[WORK INSTRUCTIONS] Reproduce the full passage below on Modern Monetary Theory and Menger's account of the origins of money, word for word.

Proponents of Modern Monetary Theory (MMT) think that money is a “creature of the state.” They say that money is whatever the state says it is, and that this is instituted primarily through taxation. For them, money is “that which [the state] accepts at public pay offices (mainly, in payment of taxes).”

MMTers dispute the Mengerian theory of the origins of money, saying that it “is based on false a-historical premises.” Carl Menger made the commonsense claim that before money, there must have been barter. In barter, people trade goods for direct use—they don’t use any good as a “bridge” or “medium” to get a different good that they actually want. You can imagine that getting what you want from the market could be very difficult. You have to find somebody who has what you want and, simultaneously, who wants what you have. This condition for voluntary exchange is called the “double coincidence of wants,” and it’s a severe constraint for direct exchange markets.

Menger posited that market participants in such a situation would notice that some goods are more “saleable” than others. You can buy corn or cotton and then resell it quickly for a minimal (or no) loss. But for other goods, like surgical instruments, it might take a long time to find a buyer—if you tried to sell surgical instruments quickly, you’d probably have to settle for a much lower price.

Market participants realize they can use more saleable goods as a step toward acquiring the goods they actually want for direct use. For example, you might bring surgical instruments to market, and intend to go home with a new toaster. Instead of going through the costly and time-consuming process of finding somebody who is selling a toaster and wants surgical instruments, you could more easily find somebody who wants surgical instruments and is willing to part with eggs, a more saleable good. Then you take the eggs to the person selling the toaster, and everyone lives happily ever after.

Eggs wouldn’t make the best money, so through a continuation of the process above, with trial and error and more and more people using one or two particular goods as a medium of exchange, we get money.

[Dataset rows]
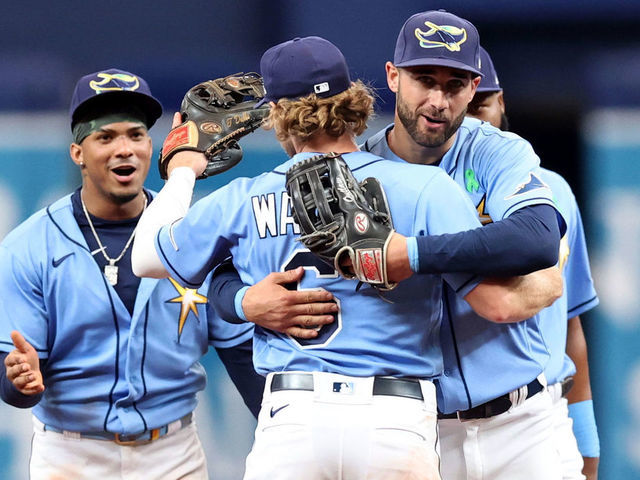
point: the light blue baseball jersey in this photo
(579, 294)
(500, 173)
(251, 220)
(106, 369)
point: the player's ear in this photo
(392, 76)
(75, 152)
(503, 107)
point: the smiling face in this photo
(115, 161)
(431, 102)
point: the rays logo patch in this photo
(534, 183)
(188, 298)
(446, 36)
(113, 82)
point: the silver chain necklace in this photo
(110, 269)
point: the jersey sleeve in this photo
(22, 305)
(510, 173)
(191, 247)
(581, 293)
(445, 208)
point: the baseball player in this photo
(356, 401)
(496, 420)
(578, 297)
(108, 362)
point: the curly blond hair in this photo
(346, 112)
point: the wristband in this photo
(238, 302)
(412, 252)
(584, 428)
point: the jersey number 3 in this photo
(326, 333)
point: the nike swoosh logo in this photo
(274, 411)
(56, 263)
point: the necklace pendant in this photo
(111, 273)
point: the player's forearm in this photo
(577, 351)
(171, 204)
(225, 284)
(525, 242)
(526, 295)
(580, 402)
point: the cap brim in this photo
(149, 105)
(439, 62)
(488, 89)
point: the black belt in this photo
(567, 385)
(128, 440)
(395, 387)
(492, 407)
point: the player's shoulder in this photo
(555, 180)
(394, 173)
(36, 224)
(478, 133)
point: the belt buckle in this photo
(154, 435)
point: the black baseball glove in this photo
(215, 115)
(344, 222)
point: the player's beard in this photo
(410, 119)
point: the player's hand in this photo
(23, 366)
(186, 158)
(398, 265)
(294, 312)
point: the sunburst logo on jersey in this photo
(533, 183)
(188, 298)
(446, 36)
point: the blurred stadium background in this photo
(571, 71)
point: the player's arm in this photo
(580, 400)
(505, 300)
(170, 205)
(269, 303)
(526, 241)
(499, 300)
(238, 361)
(21, 382)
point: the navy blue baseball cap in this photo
(113, 87)
(489, 82)
(302, 66)
(438, 38)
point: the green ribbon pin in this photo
(470, 180)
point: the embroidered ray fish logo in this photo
(533, 183)
(446, 36)
(114, 82)
(189, 298)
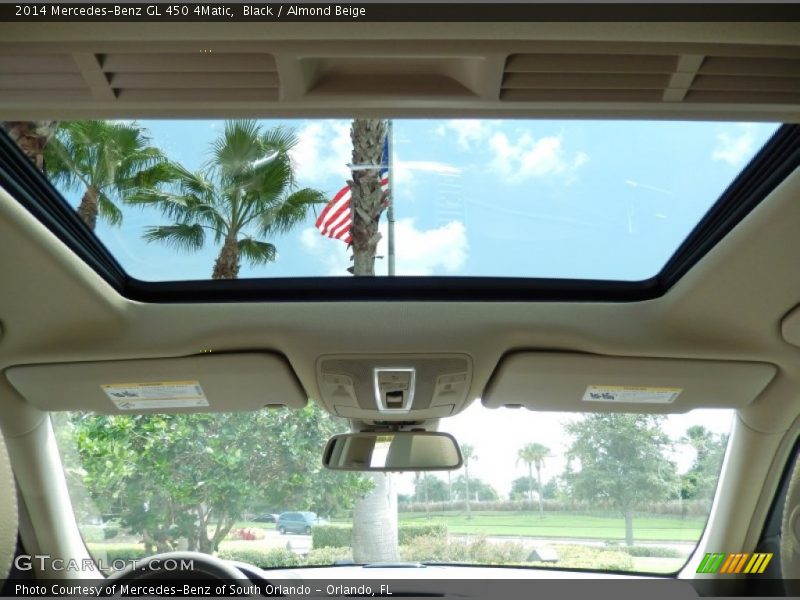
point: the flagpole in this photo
(390, 209)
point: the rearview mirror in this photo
(395, 451)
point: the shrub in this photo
(92, 533)
(262, 557)
(113, 552)
(406, 532)
(331, 536)
(327, 556)
(653, 552)
(339, 536)
(246, 533)
(475, 551)
(588, 557)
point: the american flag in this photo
(335, 219)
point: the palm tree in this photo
(468, 453)
(32, 137)
(245, 193)
(368, 199)
(533, 455)
(373, 537)
(108, 161)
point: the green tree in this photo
(108, 162)
(430, 488)
(193, 475)
(621, 462)
(521, 486)
(368, 199)
(533, 455)
(478, 489)
(245, 193)
(700, 481)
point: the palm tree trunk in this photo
(541, 492)
(628, 527)
(31, 137)
(87, 209)
(449, 488)
(375, 523)
(227, 263)
(466, 486)
(530, 486)
(368, 199)
(375, 516)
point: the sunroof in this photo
(588, 200)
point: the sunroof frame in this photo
(779, 157)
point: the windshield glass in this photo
(602, 200)
(607, 492)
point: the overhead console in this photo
(388, 387)
(552, 381)
(201, 383)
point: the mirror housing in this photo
(392, 451)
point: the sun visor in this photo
(586, 383)
(203, 383)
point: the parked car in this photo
(266, 518)
(298, 522)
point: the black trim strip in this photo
(779, 157)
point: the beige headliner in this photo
(654, 70)
(730, 306)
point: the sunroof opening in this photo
(192, 200)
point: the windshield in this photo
(600, 200)
(606, 492)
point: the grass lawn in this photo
(564, 525)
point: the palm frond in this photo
(257, 252)
(182, 236)
(292, 209)
(109, 211)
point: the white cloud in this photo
(734, 148)
(468, 131)
(404, 169)
(529, 157)
(440, 251)
(323, 148)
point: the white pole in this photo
(390, 210)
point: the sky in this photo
(498, 434)
(535, 198)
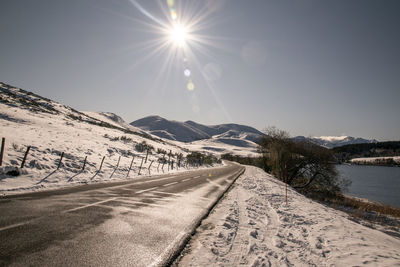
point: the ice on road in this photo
(253, 226)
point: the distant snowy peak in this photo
(190, 131)
(334, 141)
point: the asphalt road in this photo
(136, 223)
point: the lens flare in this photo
(178, 34)
(187, 72)
(190, 86)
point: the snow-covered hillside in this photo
(334, 141)
(52, 129)
(217, 139)
(190, 131)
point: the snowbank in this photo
(52, 130)
(253, 226)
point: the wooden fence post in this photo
(3, 140)
(130, 166)
(116, 167)
(26, 154)
(84, 164)
(59, 163)
(147, 153)
(101, 164)
(150, 166)
(140, 168)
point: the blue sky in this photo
(308, 67)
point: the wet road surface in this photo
(136, 223)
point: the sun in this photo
(178, 34)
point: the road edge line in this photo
(175, 255)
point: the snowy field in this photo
(253, 226)
(50, 129)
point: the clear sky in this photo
(308, 67)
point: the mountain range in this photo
(334, 141)
(190, 131)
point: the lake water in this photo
(376, 183)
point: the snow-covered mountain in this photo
(334, 141)
(190, 131)
(58, 135)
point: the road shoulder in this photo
(253, 226)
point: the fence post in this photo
(3, 140)
(169, 159)
(101, 164)
(116, 167)
(84, 164)
(130, 166)
(140, 168)
(150, 166)
(59, 163)
(147, 153)
(26, 154)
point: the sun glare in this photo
(178, 34)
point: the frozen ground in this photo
(253, 226)
(51, 128)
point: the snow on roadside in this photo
(52, 129)
(253, 226)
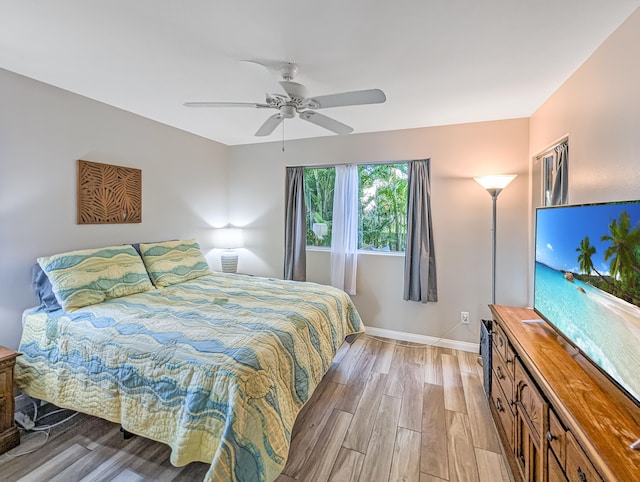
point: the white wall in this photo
(461, 213)
(43, 131)
(599, 108)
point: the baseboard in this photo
(423, 339)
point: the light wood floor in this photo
(386, 411)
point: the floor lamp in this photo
(494, 186)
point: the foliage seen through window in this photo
(382, 207)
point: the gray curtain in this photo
(420, 261)
(295, 235)
(560, 188)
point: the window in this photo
(382, 207)
(554, 163)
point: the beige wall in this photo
(599, 108)
(43, 131)
(461, 217)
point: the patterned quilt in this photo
(217, 367)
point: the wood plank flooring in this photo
(386, 411)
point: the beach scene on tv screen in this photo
(587, 283)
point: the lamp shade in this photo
(495, 181)
(228, 238)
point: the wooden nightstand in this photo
(9, 436)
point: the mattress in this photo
(217, 367)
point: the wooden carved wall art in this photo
(108, 194)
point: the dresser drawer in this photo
(579, 467)
(557, 437)
(505, 415)
(530, 401)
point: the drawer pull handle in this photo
(582, 475)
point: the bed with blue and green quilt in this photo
(215, 365)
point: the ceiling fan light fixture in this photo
(288, 111)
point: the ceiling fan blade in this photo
(226, 104)
(269, 125)
(326, 122)
(357, 97)
(294, 89)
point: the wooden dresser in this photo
(9, 436)
(559, 418)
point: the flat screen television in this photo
(587, 284)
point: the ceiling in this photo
(439, 62)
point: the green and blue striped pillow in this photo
(89, 276)
(173, 262)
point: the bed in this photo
(217, 367)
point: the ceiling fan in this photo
(294, 99)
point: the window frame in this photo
(376, 252)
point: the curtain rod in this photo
(320, 166)
(563, 140)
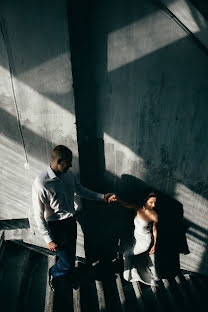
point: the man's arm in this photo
(39, 200)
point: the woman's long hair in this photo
(145, 196)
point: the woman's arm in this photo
(127, 204)
(154, 230)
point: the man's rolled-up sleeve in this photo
(39, 199)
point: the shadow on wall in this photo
(101, 35)
(136, 81)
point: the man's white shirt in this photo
(53, 198)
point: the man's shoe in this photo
(51, 281)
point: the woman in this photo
(139, 258)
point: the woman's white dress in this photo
(138, 264)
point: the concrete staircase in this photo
(24, 286)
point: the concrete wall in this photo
(36, 97)
(145, 80)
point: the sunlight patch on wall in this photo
(38, 113)
(15, 184)
(141, 38)
(53, 76)
(120, 159)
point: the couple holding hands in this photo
(53, 205)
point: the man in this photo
(53, 204)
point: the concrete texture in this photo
(143, 82)
(140, 85)
(36, 100)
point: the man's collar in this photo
(51, 173)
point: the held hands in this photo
(152, 250)
(109, 197)
(52, 246)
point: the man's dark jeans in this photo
(64, 234)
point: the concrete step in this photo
(24, 287)
(35, 294)
(12, 262)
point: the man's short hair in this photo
(62, 152)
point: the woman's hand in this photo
(110, 197)
(152, 250)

[RESULT OF THIS TASK]
Proponents of Modern Monetary Theory (MMT) think that money is a “creature of the state.” They say that money is whatever the state says it is, and that this is instituted primarily through taxation. For them, money is “that which [the state] accepts at public pay offices (mainly, in payment of taxes).”

MMTers dispute the Mengerian theory of the origins of money, saying that it “is based on false a-historical premises.” Carl Menger made the commonsense claim that before money, there must have been barter. In barter, people trade goods for direct use—they don’t use any good as a “bridge” or “medium” to get a different good that they actually want. You can imagine that getting what you want from the market could be very difficult. You have to find somebody who has what you want and, simultaneously, who wants what you have. This condition for voluntary exchange is called the “double coincidence of wants,” and it’s a severe constraint for direct exchange markets.

Menger posited that market participants in such a situation would notice that some goods are more “saleable” than others. You can buy corn or cotton and then resell it quickly for a minimal (or no) loss. But for other goods, like surgical instruments, it might take a long time to find a buyer—if you tried to sell surgical instruments quickly, you’d probably have to settle for a much lower price.

Market participants realize they can use more saleable goods as a step toward acquiring the goods they actually want for direct use. For example, you might bring surgical instruments to market, and intend to go home with a new toaster. Instead of going through the costly and time-consuming process of finding somebody who is selling a toaster and wants surgical instruments, you could more easily find somebody who wants surgical instruments and is willing to part with eggs, a more saleable good. Then you take the eggs to the person selling the toaster, and everyone lives happily ever after.

Eggs wouldn’t make the best money, so through a continuation of the process above, with trial and error and more and more people using one or two particular goods as a medium of exchange, we get money.